La consigne: Recopiez mot pour mot le passage de l'entretien avec Christian Carion qui va de « FrenchMania est partenaire » à « en compte neuf. », ces deux bornes comprises.

FrenchMania est partenaire du Arras Film Festival. Franck Finance-Madureira, co-rédacteur en chef, fait partie du jury presse du Syndicat français de la critique de cinéma sous la présidence de Philippe Rouyer (Positif, Le Cercle) et notre journaliste Valentin Carré suit la compétition européenne. Aujourd’hui, nous avons rencontré le président du jury Christian Carion et nous revenons sur deux films de la compétition qui en compte neuf.

Christian Carion, président du jury : « Le cinéma, c’est l’émotion et le partage et à Arras je suis servi ! »

Christian Carion, le réalisateur de Joyeux Noël, L’Affaire Farewell ou, dernièrement de Mon Garçon est le président du jury du Arras Film Festival. L’enfant du pays nous parle de son attachement au Nord, de son dernier film et de son projet en préparation…

Propos recueillis par Franck Finance-Madureira

Qu’est-ce que représente pour vous d’être le président du jury de cette 18ème édition du Festival d’Arras ?

Cela a de particulier que ma mère est très fière de lire mon nom dans son journal, La Voix du Nord ! Je suis honoré car Arras est dans mon cœur depuis que je suis tout petit. Revenir à Arras sur la grand place avec un très bon jury et se prendre en plus des claques de cinéma, c’est un vrai bonheur. Je suis très heureux car pour moi le cinéma, c’est l’émotion et le partage et à Arras je suis servi !

Il y a d’ailleurs une tradition que vous avez initiée et qui consiste à organiser les avant-premières de tous vos films dans une salle de la région …

Absolument, on va à 30km d’Arras, à Saint-Pol-sur-Ternoise. C’est une petite commune rurale de 4000 habitants qui est un peu enclavée. Il y a 12 ans, Joyeux Noël était susceptible d’être proposé par la France pour les Oscars mais il fallait qu’il y ait une exploitation avant le 30 septembre et UGC avait calé la sortie au 9 novembre. On a donc proposé de présenter le film dans une salle unique mais pendant une semaine complète avant cette date-butoir. On s’est retrouvé à présenter le film tous les jours, 4 séances par jour, un coup c’était Dany Boon qui présentait, une autre fois Diane Kruger ou Guillaume Canet, on y est tous allé. Cela a été un carton pendant une semaine et l’Académie des Oscars a même appelé la salle pour vérifier si nous disions vrai. Et finalement la France a choisi Joyeux Noël, j’ai pu aller aux Oscars grâce à la salle de Saint-Pol-sur-Ternoise ! Depuis, c’est devenu une salle-mascotte qui accueille la première de tous mes films ! C’est le record de taux d’occupation pour une commune rurale avec un seul écran ! C’est devenu culte et une sorte de fétichisme ! Christophe Rossignon, mon producteur, a emmené les autres réalisateurs qu’il produit et c’est rentré dans le « chemin de ronde » des avant-premières en France !

Jeu de données:
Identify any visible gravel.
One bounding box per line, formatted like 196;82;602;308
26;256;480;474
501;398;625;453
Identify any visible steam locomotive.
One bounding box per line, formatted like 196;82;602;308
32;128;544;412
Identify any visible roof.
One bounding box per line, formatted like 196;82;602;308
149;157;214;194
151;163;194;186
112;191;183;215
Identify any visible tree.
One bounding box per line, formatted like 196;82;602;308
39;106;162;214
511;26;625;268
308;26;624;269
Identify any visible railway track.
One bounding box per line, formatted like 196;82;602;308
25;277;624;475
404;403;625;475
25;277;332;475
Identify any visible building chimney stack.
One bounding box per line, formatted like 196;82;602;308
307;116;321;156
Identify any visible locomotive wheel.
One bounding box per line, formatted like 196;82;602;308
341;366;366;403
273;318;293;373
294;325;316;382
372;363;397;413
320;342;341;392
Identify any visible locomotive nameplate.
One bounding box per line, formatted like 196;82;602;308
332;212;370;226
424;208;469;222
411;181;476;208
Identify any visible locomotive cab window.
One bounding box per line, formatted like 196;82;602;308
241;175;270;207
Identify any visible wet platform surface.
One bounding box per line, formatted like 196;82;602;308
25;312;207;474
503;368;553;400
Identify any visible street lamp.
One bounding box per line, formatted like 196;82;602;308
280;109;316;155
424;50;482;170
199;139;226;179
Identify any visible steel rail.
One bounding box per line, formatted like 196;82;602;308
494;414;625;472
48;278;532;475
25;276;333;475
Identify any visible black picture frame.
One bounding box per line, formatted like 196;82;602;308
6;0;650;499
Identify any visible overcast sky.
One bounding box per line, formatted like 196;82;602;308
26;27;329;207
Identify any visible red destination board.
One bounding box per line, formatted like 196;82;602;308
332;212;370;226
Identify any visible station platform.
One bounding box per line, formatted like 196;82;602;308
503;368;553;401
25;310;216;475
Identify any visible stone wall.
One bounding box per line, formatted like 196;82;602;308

Réponse:
FrenchMania est partenaire du Arras Film Festival. Franck Finance-Madureira, co-rédacteur en chef, fait partie du jury presse du Syndicat français de la critique de cinéma sous la présidence de Philippe Rouyer (Positif, Le Cercle) et notre journaliste Valentin Carré suit la compétition européenne. Aujourd’hui, nous avons rencontré le président du jury Christian Carion et nous revenons sur deux films de la compétition qui en compte neuf.